§ **Description of the task**
Write out all of the items again, swapping "whole pixels" for "integer pixels" everywhere it occurs. Keep everything else the same.

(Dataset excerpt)

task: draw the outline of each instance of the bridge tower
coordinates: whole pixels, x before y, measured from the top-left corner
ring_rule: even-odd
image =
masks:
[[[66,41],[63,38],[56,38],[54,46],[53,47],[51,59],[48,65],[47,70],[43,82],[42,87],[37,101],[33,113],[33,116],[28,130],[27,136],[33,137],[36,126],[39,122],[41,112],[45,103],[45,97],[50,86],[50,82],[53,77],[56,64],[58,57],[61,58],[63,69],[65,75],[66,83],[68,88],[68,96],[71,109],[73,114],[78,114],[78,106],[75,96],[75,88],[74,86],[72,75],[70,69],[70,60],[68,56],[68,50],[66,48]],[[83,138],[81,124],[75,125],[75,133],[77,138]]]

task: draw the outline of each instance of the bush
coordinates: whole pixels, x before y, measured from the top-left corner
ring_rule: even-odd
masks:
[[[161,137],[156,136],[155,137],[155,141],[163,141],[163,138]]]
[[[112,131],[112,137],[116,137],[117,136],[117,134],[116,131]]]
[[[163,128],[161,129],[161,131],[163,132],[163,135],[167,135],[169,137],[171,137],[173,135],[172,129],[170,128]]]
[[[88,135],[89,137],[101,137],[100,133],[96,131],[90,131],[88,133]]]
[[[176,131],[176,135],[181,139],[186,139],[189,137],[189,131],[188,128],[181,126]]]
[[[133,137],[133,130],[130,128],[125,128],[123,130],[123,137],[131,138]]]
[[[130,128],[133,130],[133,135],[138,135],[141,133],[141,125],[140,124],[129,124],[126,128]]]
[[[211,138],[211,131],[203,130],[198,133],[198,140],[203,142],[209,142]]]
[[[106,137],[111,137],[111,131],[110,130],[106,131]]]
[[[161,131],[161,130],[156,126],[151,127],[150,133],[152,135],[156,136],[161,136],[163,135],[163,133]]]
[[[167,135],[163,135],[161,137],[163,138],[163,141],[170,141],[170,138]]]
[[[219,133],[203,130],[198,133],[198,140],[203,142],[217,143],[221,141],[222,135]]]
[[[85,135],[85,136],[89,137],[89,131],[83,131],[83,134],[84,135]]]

§ **Result for this task**
task: draw the outline of each instance of the bridge tower
coordinates: integer pixels, x before y, measured from the top-left corner
ring_rule: even-odd
image =
masks:
[[[66,41],[63,38],[56,38],[54,46],[53,47],[51,59],[48,65],[47,70],[43,82],[42,87],[37,101],[33,113],[33,116],[28,130],[27,136],[33,137],[36,126],[39,122],[41,112],[45,103],[45,97],[50,86],[50,82],[53,77],[56,64],[58,57],[61,58],[63,69],[65,75],[66,83],[68,88],[68,96],[71,109],[73,114],[78,114],[78,106],[75,96],[75,88],[74,86],[72,75],[70,69],[70,60],[68,56],[68,50],[66,48]],[[83,138],[81,124],[75,125],[75,133],[77,138]]]

task: draw the outline of each instance of the bush
coordinates: integer pixels, x before y, measured from the top-left corner
ring_rule: even-odd
masks:
[[[161,137],[156,136],[155,137],[155,141],[163,141],[163,138]]]
[[[112,131],[112,137],[116,137],[117,136],[117,134],[116,131]]]
[[[163,128],[161,129],[161,131],[163,132],[163,135],[167,135],[169,137],[171,137],[173,135],[172,129],[170,128]]]
[[[88,135],[89,137],[101,137],[100,133],[96,131],[90,131],[88,133]]]
[[[176,131],[176,135],[181,139],[186,139],[189,137],[189,131],[188,128],[181,126]]]
[[[133,137],[133,130],[130,128],[125,128],[123,130],[123,137],[131,138]]]
[[[130,128],[133,130],[133,135],[138,135],[141,133],[141,125],[140,124],[129,124],[126,128]]]
[[[211,138],[211,131],[203,130],[198,133],[198,140],[203,142],[209,142]]]
[[[106,137],[111,137],[111,131],[110,130],[106,131]]]
[[[161,131],[161,130],[156,126],[151,127],[150,133],[152,135],[156,136],[161,136],[163,135],[163,133]]]
[[[167,135],[163,135],[161,137],[163,138],[163,141],[170,141],[170,138]]]
[[[219,133],[203,130],[198,133],[198,140],[203,142],[217,143],[221,141],[222,135]]]
[[[85,135],[85,136],[89,137],[89,131],[83,131],[83,134],[84,135]]]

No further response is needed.